** START DATA RECORDS **

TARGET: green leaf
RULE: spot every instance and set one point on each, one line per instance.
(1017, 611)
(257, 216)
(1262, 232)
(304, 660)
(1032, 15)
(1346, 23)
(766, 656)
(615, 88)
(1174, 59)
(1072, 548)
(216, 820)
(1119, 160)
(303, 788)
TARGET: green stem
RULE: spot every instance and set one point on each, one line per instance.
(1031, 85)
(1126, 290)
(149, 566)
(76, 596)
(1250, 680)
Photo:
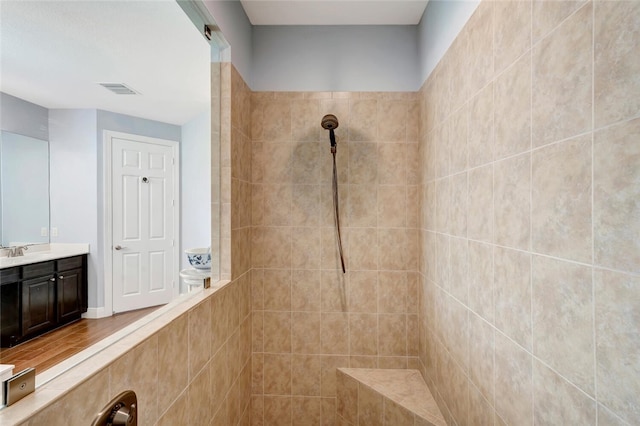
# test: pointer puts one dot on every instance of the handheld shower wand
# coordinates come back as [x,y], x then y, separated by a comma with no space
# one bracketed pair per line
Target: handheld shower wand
[330,122]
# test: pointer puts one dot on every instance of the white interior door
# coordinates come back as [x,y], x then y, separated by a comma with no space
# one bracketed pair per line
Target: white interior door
[143,219]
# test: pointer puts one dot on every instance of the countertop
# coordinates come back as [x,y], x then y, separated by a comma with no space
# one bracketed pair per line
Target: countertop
[42,253]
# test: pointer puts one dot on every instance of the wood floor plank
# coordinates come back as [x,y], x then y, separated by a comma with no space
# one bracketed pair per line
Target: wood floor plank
[51,348]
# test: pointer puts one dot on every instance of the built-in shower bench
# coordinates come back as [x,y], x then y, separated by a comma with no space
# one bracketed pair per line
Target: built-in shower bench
[385,397]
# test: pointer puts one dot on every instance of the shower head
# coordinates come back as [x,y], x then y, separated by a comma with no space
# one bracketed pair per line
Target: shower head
[329,122]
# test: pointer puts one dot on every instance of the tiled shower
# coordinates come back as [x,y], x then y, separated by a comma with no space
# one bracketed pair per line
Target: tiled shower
[491,230]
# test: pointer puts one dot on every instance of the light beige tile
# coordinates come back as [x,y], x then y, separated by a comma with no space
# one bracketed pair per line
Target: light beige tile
[392,118]
[392,207]
[172,345]
[305,290]
[363,334]
[513,382]
[306,375]
[305,332]
[199,340]
[563,319]
[363,291]
[306,411]
[277,332]
[277,411]
[364,122]
[459,255]
[443,205]
[306,248]
[561,199]
[617,87]
[562,80]
[392,292]
[363,205]
[481,350]
[370,410]
[512,272]
[392,338]
[480,217]
[512,195]
[547,15]
[513,109]
[458,208]
[617,311]
[198,394]
[277,374]
[334,333]
[481,127]
[480,49]
[616,193]
[481,284]
[557,401]
[277,290]
[480,412]
[512,32]
[458,139]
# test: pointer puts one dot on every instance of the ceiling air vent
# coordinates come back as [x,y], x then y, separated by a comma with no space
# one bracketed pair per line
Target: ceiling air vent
[119,88]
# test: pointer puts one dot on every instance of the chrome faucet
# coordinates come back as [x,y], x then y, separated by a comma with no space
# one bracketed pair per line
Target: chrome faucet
[16,251]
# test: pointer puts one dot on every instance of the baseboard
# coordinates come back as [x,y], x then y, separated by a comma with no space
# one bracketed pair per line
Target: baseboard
[94,313]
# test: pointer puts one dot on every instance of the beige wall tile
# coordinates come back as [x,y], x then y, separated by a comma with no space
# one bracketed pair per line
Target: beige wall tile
[558,402]
[480,222]
[306,373]
[562,80]
[617,312]
[513,382]
[616,191]
[481,281]
[513,109]
[616,67]
[512,195]
[363,334]
[305,332]
[512,32]
[481,350]
[547,15]
[561,199]
[370,409]
[481,127]
[512,293]
[563,319]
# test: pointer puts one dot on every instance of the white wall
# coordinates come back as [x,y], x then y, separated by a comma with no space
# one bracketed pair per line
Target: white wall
[441,22]
[74,186]
[195,185]
[335,58]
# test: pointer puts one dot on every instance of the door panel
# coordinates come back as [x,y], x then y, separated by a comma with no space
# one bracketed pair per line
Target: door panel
[143,224]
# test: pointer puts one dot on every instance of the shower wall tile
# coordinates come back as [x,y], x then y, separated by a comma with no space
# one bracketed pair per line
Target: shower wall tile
[562,80]
[617,87]
[543,210]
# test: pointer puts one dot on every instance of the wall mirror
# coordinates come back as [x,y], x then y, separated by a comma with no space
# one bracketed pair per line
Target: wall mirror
[24,190]
[58,55]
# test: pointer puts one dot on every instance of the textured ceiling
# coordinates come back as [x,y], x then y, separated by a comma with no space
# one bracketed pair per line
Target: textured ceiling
[53,53]
[334,12]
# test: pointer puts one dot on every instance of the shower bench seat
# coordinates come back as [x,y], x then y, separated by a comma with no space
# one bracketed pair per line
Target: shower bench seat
[385,397]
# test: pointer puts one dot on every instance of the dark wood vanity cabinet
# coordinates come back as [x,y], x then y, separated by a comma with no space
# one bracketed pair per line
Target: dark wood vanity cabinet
[42,296]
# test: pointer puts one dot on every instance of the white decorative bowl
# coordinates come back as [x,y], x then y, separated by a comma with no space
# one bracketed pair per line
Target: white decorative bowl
[199,258]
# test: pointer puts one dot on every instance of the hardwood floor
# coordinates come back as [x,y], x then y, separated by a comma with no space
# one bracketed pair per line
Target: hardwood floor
[47,350]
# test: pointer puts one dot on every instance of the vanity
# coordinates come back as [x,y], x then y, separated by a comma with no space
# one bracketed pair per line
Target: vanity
[41,291]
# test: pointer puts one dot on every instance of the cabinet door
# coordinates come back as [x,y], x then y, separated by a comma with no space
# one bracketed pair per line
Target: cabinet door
[38,304]
[69,287]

** END DATA RECORDS **

:: TO BE DONE ::
All records should be output exactly, with the pictures left out.

:: REPLY ::
TARGET: green leaf
RULE: spot every instance and set one point on each, one line per instance.
(1017, 611)
(257, 216)
(1262, 232)
(304, 660)
(1032, 15)
(1346, 23)
(766, 656)
(615, 88)
(1174, 59)
(1072, 548)
(216, 820)
(1119, 160)
(303, 788)
TARGET: green stem
RULE: spot every instance and set one point on each, one line per instance.
(1031, 85)
(1126, 290)
(149, 566)
(76, 596)
(1250, 680)
Photo:
# test: pointer puts one dot on every instance of the handheld shower wand
# coordinates come back as [x,y], x then y, separated by a comma with no space
# one bracketed pair per line
Target: handheld shower wand
[330,122]
# test: pointer puts one dot on every instance of the white interior door
# coordinates come back as [x,y], x then y, separated by a comma with no space
# one bracketed pair per line
Target: white interior door
[143,219]
# test: pointer puts one dot on every instance of the countertop
# coordinates come back as [x,y], x then y, separated by a comma with no space
# one bracketed pair per line
Target: countertop
[42,253]
# test: pointer puts one dot on every instance of the wood floor plank
# coordinates come back as [x,y], x then y, separated by a comma with no space
# one bracketed pair per line
Target: wood floor plank
[51,348]
# test: pointer puts one dot on every instance of the built-in shower bench
# coordinates come back as [x,y], x then y, separated by a comma with no space
# one bracketed pair per line
Target: built-in shower bench
[385,397]
# test: pointer puts one dot on every instance of the shower head
# coordinates come back as [x,y], x then y, separated by a comma with no space
# one bracketed pair per line
Target: shower head
[329,122]
# test: pointer puts one dot on every instance of the tiled shower
# coordinates come back as [x,y], x then y, separated by a comma with no space
# one bracketed pair per line
Target: tiled shower
[491,230]
# test: pointer puts one dot on every instance of the light beige tile
# coordinates come back as [x,y], x then y, separated by a comma with no space
# one bracketed pair per line
Target: light beige tile
[392,118]
[392,207]
[172,345]
[305,290]
[363,334]
[513,382]
[306,375]
[305,332]
[199,340]
[563,319]
[363,291]
[306,411]
[277,332]
[277,411]
[364,122]
[459,255]
[443,205]
[306,248]
[561,199]
[617,87]
[562,80]
[392,292]
[363,205]
[481,350]
[370,410]
[512,272]
[392,338]
[480,217]
[512,195]
[547,15]
[513,109]
[458,208]
[617,311]
[198,394]
[277,374]
[334,333]
[481,127]
[480,49]
[616,193]
[481,284]
[557,401]
[277,290]
[480,412]
[512,32]
[458,139]
# test: pointer puts one dot on every instance of the ceiling air vent
# coordinates come back as [x,y], x then y, separated by a comma with no space
# one bracketed pair per line
Target: ceiling air vent
[119,88]
# test: pointer puts one dot on every instance of the chrome faucet
# coordinates come back as [x,y], x then y, separated by a comma with no space
# one bracketed pair per line
Target: chrome faucet
[16,251]
# test: pointer puts one dot on every instance of the baseboard
# coordinates come back as [x,y], x then y, separated by a comma with no space
# one bracketed pair per line
Target: baseboard
[94,313]
# test: pointer puts one dot on every instance of the beige wall tile
# coordinates come back as [x,y], x then y, separated by a comma with no space
# one bracketed pair per line
Target: beige wall tile
[558,402]
[480,222]
[306,373]
[562,80]
[617,312]
[513,382]
[616,191]
[481,281]
[513,109]
[616,67]
[512,195]
[363,334]
[305,332]
[512,32]
[481,350]
[547,15]
[561,199]
[370,409]
[481,127]
[512,293]
[563,319]
# test: pointer puts one dot on every instance of the white wall
# coordinates come back as [x,y], x then y, separated by a comma with no space
# one bracketed pair per line
Target: white wall
[441,22]
[74,186]
[195,185]
[335,58]
# test: pointer puts one dot on every instance of the door panel
# coordinates come back as [x,y], x then y, separated by a comma with no space
# one bracketed pair per line
Target: door panel
[143,224]
# test: pointer puts one dot on every instance of the shower wall tile
# coordinates come back as [x,y], x then y, separated by a comma with no space
# one bracketed pair per line
Target: shower wall tile
[562,80]
[617,87]
[543,210]
# test: pointer puts one dot on every instance of the wall mirror
# coordinates come back as [x,y], x then y, separated by a comma with no space
# one bracketed pair per line
Target: wall mirror
[24,190]
[58,55]
# test: pointer puts one dot on every instance of the textured ceiling
# coordinates come back as [x,y], x then y, separated by a comma with no space
# one bracketed pair per line
Target: textured ceiling
[53,53]
[334,12]
# test: pointer puts one dot on every instance of the shower bench seat
# coordinates come back as [x,y], x then y, separated by a comma with no space
# one bracketed pair per line
Target: shower bench seat
[385,397]
# test: pointer puts one dot on every instance of the dark wood vanity cabinet
# coordinates come back as [x,y], x then y, separated by a comma with no space
# one bracketed pair per line
Target: dark wood vanity cabinet
[42,296]
# test: pointer puts one dot on every instance of the white decorative bowl
# coordinates come back as [x,y], x then y, separated by a comma with no space
# one bracketed pair per line
Target: white decorative bowl
[199,258]
# test: pointer puts one dot on every instance of the hardwood floor
# coordinates come back as [x,y], x then y, separated by a comma with no space
# one bracketed pair per line
Target: hardwood floor
[47,350]
# test: pointer puts one dot on every instance of the vanity
# coordinates come back as [x,y], x then y, separated by a comma with no space
# one bracketed pair per line
Target: vanity
[41,291]
# test: pointer puts one dot on every instance of the cabinet door
# coordinates come back as [x,y], x then y, separated by a comma with no space
# one bracketed pair per line
Target: cabinet door
[38,304]
[69,287]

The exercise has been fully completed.